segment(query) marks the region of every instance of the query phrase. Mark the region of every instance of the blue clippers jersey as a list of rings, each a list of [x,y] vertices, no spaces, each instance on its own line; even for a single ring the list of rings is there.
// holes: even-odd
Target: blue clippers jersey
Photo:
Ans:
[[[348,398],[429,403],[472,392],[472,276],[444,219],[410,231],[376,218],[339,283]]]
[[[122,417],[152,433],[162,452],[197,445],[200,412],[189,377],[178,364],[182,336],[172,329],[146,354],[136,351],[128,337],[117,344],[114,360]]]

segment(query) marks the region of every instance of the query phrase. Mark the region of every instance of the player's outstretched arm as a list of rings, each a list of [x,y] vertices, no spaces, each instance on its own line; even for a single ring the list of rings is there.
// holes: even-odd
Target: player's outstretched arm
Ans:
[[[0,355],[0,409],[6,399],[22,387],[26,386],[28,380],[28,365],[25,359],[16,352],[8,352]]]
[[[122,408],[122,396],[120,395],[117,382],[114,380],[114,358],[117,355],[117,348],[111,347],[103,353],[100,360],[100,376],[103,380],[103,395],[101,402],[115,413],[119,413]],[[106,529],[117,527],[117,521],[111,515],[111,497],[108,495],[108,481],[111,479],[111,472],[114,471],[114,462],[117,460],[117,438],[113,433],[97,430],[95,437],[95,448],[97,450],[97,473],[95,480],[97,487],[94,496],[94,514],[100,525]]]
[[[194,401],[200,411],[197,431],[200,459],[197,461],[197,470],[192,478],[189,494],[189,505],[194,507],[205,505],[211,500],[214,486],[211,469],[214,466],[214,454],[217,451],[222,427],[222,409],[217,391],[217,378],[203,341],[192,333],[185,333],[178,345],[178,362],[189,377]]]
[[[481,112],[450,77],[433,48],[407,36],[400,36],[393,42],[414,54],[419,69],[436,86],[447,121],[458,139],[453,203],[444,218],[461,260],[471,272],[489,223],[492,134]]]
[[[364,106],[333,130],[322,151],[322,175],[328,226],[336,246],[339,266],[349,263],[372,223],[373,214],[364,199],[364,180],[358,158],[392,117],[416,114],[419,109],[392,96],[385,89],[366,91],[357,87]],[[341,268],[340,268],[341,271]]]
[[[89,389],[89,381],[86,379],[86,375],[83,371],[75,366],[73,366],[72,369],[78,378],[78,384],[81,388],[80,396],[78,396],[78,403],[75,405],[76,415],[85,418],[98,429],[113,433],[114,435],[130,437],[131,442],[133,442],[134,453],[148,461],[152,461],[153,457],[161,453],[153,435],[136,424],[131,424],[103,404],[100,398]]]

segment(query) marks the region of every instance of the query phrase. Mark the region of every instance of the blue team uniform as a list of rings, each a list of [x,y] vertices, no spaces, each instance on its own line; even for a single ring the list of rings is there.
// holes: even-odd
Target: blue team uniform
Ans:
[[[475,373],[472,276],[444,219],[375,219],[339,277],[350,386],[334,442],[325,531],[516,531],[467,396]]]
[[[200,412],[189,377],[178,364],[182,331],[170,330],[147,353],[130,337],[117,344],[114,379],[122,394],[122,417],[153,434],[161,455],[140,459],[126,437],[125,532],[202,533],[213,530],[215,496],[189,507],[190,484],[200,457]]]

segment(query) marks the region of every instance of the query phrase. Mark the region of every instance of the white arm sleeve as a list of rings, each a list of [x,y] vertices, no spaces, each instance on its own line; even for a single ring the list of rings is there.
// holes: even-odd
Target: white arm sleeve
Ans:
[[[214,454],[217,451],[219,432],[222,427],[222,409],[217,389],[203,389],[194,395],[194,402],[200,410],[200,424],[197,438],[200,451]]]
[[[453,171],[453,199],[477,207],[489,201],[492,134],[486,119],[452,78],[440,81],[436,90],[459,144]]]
□ □ □ □ □
> [EXERCISE AIM] Go through the entries above and count each line that contains the string "list". Reply only with the total.

> [RESPONSE TO THIS EXERCISE] 4